Scan the entries for lines containing the string "basketball". Reply with how many there are, and nothing else.

- Opening Delimiter -

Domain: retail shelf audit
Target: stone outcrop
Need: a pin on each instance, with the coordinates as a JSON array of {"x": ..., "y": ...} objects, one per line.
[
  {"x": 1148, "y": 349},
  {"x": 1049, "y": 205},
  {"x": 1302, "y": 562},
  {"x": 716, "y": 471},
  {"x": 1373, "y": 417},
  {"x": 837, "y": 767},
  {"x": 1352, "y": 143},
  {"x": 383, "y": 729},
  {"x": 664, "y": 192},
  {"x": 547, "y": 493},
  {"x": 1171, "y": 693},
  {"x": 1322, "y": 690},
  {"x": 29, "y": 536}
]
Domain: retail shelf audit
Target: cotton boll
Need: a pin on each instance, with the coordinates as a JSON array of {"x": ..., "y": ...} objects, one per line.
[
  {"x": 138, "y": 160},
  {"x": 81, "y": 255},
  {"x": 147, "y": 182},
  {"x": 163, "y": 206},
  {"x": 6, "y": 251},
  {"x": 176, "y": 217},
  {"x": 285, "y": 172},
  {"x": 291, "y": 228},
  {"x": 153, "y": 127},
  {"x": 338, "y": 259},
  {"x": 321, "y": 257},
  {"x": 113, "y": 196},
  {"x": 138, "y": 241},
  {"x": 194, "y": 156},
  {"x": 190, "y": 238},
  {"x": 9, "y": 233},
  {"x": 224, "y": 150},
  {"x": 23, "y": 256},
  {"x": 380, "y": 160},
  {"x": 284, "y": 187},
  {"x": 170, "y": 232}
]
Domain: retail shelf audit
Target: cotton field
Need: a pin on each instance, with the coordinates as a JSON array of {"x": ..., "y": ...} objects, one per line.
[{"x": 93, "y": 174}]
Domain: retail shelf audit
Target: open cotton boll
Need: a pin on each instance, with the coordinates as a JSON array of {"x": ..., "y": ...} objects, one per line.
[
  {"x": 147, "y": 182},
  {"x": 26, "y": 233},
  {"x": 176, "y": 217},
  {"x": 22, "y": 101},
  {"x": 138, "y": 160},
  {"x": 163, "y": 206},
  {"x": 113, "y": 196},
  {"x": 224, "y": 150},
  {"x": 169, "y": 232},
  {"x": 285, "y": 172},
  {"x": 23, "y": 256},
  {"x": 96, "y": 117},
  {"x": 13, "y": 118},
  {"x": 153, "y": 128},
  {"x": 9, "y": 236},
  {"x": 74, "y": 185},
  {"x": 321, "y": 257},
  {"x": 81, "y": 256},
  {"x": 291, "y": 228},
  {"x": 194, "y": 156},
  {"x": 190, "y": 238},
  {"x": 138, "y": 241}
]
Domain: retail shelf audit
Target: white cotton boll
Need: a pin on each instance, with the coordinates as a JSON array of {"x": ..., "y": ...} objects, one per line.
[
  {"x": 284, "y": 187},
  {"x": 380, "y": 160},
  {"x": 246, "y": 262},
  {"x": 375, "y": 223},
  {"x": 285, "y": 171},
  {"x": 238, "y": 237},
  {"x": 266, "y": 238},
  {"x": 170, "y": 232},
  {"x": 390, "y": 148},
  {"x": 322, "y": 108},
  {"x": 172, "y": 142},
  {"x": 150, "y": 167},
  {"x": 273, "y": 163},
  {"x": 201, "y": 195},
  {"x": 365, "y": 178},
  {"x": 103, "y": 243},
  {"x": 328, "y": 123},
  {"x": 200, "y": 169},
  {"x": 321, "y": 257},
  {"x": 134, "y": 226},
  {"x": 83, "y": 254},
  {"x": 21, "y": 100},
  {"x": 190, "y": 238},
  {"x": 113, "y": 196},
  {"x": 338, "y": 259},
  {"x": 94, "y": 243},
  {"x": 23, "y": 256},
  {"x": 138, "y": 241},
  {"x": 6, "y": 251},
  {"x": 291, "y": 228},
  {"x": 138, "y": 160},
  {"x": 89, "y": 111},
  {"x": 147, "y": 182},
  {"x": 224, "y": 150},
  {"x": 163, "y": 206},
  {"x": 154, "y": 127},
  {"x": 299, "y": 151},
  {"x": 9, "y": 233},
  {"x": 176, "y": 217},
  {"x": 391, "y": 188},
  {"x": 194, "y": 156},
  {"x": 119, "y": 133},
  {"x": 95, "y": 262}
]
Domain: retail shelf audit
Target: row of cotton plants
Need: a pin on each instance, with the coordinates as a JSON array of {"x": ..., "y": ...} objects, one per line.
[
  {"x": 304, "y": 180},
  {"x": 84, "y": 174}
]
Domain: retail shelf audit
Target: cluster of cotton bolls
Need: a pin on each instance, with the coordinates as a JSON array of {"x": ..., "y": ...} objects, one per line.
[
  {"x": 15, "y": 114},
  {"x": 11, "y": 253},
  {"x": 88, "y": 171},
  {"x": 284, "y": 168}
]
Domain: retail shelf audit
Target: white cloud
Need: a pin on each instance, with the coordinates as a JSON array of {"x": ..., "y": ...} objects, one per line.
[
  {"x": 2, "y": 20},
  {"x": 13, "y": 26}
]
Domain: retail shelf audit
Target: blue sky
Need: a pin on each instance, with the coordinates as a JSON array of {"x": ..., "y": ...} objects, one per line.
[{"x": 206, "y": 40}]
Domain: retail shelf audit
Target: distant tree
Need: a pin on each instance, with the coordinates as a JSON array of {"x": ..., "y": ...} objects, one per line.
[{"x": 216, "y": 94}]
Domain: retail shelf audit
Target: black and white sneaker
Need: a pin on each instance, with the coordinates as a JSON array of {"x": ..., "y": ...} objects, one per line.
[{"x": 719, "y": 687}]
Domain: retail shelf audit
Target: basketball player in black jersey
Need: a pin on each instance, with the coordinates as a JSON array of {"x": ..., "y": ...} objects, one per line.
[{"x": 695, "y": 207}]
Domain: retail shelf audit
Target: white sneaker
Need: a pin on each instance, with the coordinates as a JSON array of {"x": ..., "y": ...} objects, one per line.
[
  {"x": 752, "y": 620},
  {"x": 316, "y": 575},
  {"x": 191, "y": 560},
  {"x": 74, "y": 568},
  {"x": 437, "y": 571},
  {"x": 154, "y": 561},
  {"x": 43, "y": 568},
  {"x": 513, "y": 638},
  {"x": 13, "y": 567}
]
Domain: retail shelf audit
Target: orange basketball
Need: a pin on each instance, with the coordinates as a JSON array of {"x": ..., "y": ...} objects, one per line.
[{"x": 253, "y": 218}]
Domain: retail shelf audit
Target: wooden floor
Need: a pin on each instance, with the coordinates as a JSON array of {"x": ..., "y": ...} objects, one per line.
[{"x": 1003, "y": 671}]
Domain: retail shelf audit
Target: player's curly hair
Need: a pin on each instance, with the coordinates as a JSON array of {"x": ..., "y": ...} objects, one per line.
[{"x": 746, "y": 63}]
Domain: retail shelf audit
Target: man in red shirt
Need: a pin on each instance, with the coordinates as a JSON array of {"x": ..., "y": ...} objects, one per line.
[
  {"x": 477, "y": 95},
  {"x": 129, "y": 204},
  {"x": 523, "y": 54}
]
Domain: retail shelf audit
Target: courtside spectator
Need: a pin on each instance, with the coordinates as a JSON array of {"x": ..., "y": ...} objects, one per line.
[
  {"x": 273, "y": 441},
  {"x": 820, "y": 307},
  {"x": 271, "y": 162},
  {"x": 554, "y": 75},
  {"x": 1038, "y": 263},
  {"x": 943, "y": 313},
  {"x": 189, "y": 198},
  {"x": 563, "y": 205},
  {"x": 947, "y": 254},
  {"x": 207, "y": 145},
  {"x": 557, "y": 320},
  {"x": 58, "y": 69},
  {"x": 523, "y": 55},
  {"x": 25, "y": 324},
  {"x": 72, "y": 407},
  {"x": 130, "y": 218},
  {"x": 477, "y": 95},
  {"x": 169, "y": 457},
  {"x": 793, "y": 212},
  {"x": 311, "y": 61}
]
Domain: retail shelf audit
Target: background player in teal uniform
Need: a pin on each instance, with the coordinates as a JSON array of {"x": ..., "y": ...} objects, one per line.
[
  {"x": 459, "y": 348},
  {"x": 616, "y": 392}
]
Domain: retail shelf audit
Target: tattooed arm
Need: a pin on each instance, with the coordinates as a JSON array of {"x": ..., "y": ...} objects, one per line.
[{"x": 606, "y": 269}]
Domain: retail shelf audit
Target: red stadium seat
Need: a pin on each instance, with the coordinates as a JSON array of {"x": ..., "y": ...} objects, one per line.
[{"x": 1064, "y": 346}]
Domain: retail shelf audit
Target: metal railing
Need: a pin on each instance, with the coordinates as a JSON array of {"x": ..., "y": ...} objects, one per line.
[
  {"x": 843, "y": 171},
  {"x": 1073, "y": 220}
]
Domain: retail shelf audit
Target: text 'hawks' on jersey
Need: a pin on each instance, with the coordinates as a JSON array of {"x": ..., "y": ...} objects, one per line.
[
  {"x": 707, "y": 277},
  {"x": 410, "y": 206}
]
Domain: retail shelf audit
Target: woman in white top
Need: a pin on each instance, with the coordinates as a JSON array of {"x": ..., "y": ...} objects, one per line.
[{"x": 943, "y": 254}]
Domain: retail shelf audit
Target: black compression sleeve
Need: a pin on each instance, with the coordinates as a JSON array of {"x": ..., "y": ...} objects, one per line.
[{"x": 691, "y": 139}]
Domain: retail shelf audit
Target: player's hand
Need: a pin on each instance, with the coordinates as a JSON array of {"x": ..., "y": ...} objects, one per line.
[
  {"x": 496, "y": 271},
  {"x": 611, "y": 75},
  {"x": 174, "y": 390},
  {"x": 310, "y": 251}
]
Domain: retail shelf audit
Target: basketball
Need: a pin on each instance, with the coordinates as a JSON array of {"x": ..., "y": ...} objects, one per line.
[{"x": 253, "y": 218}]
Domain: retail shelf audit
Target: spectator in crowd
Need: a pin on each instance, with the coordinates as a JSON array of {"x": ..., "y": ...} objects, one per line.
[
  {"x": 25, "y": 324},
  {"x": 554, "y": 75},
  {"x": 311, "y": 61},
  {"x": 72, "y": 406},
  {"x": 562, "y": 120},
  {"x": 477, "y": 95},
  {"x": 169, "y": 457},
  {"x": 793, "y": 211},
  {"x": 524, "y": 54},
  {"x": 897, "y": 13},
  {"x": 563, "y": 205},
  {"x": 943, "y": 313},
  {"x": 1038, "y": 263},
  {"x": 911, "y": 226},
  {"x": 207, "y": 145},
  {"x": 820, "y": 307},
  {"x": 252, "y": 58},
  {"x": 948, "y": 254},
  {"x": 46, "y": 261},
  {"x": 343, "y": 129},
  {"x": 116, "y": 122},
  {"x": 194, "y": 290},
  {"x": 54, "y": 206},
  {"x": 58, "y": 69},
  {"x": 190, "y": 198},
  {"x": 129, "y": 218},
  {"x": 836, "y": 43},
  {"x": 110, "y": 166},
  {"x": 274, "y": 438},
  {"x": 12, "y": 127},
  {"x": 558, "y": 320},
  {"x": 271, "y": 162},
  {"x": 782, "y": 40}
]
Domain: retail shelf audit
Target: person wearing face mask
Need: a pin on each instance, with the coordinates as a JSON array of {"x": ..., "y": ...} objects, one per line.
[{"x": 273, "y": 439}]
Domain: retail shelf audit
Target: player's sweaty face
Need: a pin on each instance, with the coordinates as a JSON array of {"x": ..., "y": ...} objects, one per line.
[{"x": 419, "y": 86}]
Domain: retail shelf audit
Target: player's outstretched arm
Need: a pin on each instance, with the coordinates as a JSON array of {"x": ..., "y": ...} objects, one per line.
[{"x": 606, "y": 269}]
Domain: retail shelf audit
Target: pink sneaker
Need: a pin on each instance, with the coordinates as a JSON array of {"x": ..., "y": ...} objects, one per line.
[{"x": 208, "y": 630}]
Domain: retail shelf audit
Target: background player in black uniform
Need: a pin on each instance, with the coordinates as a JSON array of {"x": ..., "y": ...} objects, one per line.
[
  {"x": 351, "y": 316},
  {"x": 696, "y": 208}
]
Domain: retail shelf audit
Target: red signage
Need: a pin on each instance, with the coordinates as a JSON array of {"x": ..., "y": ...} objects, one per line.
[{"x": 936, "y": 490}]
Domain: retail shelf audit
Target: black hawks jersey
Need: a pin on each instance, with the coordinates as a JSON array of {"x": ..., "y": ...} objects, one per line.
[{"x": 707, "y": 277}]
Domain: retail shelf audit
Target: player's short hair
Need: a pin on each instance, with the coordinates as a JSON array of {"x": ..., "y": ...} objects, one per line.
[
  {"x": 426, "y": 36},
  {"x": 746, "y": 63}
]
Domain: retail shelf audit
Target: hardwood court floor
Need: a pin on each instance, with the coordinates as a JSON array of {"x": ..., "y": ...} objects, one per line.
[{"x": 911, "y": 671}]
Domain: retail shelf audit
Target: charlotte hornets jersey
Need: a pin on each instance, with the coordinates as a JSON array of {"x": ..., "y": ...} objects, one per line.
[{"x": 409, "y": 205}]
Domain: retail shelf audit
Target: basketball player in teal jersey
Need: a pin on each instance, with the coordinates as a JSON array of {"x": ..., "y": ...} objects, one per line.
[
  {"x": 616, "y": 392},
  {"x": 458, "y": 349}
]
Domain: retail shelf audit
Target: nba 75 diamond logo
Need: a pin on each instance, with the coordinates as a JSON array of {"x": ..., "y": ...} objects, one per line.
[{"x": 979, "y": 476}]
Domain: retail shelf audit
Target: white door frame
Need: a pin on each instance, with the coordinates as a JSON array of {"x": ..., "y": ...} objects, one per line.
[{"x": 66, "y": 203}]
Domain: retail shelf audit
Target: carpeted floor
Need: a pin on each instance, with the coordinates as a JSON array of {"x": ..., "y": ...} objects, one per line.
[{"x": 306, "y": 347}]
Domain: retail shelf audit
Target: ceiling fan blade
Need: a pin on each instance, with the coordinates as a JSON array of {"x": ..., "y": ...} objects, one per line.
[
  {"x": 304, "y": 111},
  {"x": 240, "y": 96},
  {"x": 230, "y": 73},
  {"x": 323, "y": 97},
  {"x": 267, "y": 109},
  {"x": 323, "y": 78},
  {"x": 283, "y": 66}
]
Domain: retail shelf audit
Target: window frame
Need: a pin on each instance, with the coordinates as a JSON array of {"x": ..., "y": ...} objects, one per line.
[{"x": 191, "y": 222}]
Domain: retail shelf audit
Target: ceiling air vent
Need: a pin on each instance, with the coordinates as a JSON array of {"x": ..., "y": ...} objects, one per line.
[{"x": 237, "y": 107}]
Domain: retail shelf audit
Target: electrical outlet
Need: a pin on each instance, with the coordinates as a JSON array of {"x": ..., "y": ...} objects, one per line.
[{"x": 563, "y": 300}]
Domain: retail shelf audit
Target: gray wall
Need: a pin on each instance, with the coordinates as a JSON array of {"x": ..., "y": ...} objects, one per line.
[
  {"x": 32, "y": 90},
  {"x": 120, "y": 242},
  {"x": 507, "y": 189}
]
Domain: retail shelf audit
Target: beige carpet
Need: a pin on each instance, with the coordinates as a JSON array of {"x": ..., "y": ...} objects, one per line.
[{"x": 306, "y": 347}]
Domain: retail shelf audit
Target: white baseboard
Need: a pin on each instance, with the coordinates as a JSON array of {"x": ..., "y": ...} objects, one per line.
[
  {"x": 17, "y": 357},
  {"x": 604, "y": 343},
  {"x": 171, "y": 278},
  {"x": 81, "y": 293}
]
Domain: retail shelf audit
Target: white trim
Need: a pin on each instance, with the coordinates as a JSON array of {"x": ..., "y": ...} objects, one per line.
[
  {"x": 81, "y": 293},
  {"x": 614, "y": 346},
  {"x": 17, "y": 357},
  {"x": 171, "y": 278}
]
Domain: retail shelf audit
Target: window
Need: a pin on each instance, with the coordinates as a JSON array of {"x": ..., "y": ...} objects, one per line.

- Closing Delimiter -

FINAL ANSWER ▸ 4